[Data pelabelan wilayah]
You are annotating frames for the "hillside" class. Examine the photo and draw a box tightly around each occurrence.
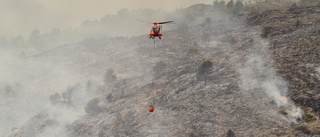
[5,2,320,137]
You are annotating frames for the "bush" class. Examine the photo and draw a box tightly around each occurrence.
[198,60,212,75]
[302,113,316,122]
[295,125,310,134]
[289,3,298,11]
[104,68,117,83]
[187,46,200,57]
[279,109,288,116]
[49,93,62,105]
[233,1,245,15]
[197,60,212,83]
[226,0,234,12]
[260,26,272,38]
[84,98,101,114]
[113,112,122,126]
[153,61,167,78]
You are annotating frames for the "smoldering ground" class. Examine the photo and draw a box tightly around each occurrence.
[0,50,90,136]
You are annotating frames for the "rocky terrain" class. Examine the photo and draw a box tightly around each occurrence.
[4,1,320,137]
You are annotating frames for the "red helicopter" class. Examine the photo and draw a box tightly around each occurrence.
[139,20,173,39]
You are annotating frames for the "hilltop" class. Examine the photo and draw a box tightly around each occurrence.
[5,1,320,137]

| Instruksi Tertulis |
Tulis ulang seluruh baris dari semua entri di atas menjadi daftar bernomor, satu baris untuk tiap nomor, tanpa baris kosong. Jangan masukkan gambar ke dalam jawaban.

| Penyelesaian Soal |
1. You are annotating frames for the "hillside" class. Examine the photo and draw a box tightly around each occurrence.
2. [5,2,320,137]
3. You are annotating frames for the "bush" class. Examine the photo and draw a box tightly around each occurrence.
4. [198,60,212,75]
5. [302,113,316,122]
6. [295,125,310,134]
7. [289,3,298,11]
8. [104,68,117,83]
9. [187,46,200,57]
10. [279,109,288,116]
11. [49,93,62,105]
12. [233,1,245,15]
13. [197,60,212,83]
14. [226,0,234,12]
15. [260,26,272,38]
16. [84,98,101,114]
17. [113,112,122,126]
18. [153,61,167,78]
19. You are annotating frames for the "smoldering ground" class. Examine the photo and draw a box tightly around each occurrence.
20. [0,50,90,136]
21. You are annotating frames for the "rocky terrain" class. Examine the photo and draw a box tightly around each occurrence.
22. [4,1,320,137]
23. You are annotating frames for the "red helicopter" class. Examine the photo and draw a box tightly around each occurrence.
24. [139,20,173,39]
25. You are annotating frames for the "hilltop" class. Examine the photo and draw a box tightly around each occurrence.
26. [5,1,320,137]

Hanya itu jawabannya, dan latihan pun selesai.